#### SHORT PROBLEM 1
Print the part of the essay on blockchain private keys starting with "The researchers were" and going on through "of earlier work.".
#### SHORT PROBLEM 2
Put this sentence from the essay on blockchain private keys into Spanish: "The researchers were solving the problem in front of them — making distributed clusters more efficient."

━━ GIVEN TEXT

By Albert Dadon, Founder & CEO, AEREDIUM Holdings Inc.

A Problem Worth Solving

In 2024, over $3.8 billion was stolen from blockchain platforms. Not through sophisticated zero-day exploits or quantum computing attacks. Through something far simpler: compromised private keys.

Every blockchain ever built — Bitcoin, Ethereum, Solana, all of them — relies on a single elliptic curve private key to authorise transactions. One key. Whoever holds that key controls everything. One compromised hardware wallet, one rogue insider, one phished seed phrase — and the funds are gone. Irreversibly.

This is not a bug in any particular implementation. It is the fundamental architecture of every blockchain in existence. And it may be the single biggest unsolved problem in the digital asset industry.

I believe we have found a path to solving it. We are early in this journey, and what follows is the story of how we got here — not a claim of victory, but an account of a discovery and the direction it has taken us.


An Academic Paper from Lisbon

In 2013, five researchers from the University of Lisbon, the Federal University of Santa Catarina in Brazil, and Stefanini IT Solutions published a paper in the IEEE Transactions on Computers titled "Efficient Byzantine Fault-Tolerance." The authors — Giuliana Santos Veronese, Miguel Correia, Alysson Neves Bessani, Lau Cheuk Lung, and Paulo Veríssimo — were working on a problem in distributed systems theory.

The problem was this: in traditional Byzantine Fault Tolerant (BFT) consensus protocols like PBFT (Practical Byzantine Fault Tolerance, introduced by Castro and Liskov in 1999), you need at least 3f+1 servers to tolerate f faulty ones. So to survive one bad actor, you need four servers. To survive two, you need seven. This is expensive and complex.

The Lisbon team’s insight was elegant. They asked: what if each server had a tiny tamper-proof component — a monotonic counter that only goes up — that signed every consensus message with a unique sequential number? If the hardware guarantees that a server can never sign two different messages with the same counter value, then double-signing (equivocation) becomes cryptographically impossible. Not economically punished. Not detected after the fact. Impossible.

They called this component a USIG — Unique Sequential Identifier Generator. And they proved that with USIG, you could reduce the fault tolerance threshold from 3f+1 to just 2f+1. Three servers instead of four. Five instead of seven. The math was clean, the proof was rigorous, and it was a genuine contribution to the field.

The researchers were solving the problem in front of them — making distributed clusters more efficient. That was the world they were working in. The blockchain industry as we know it today, with its billions in stolen assets and its structural key management failures, did not exist when they wrote their paper.


The Intellectual Ancestry

The USIG concept did not emerge from nowhere. It stands on the shoulders of earlier work.

━━━━
━━ RECORD SET

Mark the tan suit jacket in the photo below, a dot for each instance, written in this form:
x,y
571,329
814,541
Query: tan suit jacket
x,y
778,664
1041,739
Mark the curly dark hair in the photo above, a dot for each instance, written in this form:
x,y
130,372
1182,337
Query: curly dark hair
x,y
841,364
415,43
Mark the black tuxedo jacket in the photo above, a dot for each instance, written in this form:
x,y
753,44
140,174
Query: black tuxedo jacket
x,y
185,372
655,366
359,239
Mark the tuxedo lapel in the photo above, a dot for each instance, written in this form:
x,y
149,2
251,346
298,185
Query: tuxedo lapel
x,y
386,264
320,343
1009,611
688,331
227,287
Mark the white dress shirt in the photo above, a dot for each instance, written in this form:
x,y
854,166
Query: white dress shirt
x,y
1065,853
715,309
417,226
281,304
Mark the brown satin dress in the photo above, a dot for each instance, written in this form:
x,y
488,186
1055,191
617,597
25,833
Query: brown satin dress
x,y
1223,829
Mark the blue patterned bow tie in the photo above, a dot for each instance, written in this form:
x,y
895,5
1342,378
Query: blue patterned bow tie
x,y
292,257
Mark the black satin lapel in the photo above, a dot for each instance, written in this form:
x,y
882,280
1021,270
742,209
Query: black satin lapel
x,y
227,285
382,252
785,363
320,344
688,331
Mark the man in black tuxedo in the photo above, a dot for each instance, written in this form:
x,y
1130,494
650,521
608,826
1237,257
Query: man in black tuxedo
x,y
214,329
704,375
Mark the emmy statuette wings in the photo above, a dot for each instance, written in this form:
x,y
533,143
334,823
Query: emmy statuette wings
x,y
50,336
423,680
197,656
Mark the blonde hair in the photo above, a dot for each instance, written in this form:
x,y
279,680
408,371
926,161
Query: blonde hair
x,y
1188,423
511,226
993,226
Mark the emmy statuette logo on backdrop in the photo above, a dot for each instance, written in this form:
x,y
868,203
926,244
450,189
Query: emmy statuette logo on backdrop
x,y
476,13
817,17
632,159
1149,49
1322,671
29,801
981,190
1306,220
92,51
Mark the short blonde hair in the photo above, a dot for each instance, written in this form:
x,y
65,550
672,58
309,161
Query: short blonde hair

━━━━

#### PROBLEM SOLUTION 1
The researchers were solving the problem in front of them — making distributed clusters more efficient. That was the world they were working in. The blockchain industry as we know it today, with its billions in stolen assets and its structural key management failures, did not exist when they wrote their paper.


The Intellectual Ancestry

The USIG concept did not emerge from nowhere. It stands on the shoulders of earlier work.

#### PROBLEM SOLUTION 2
Los investigadores estaban resolviendo el problema que tenían delante: hacer más eficientes los clústeres distribuidos.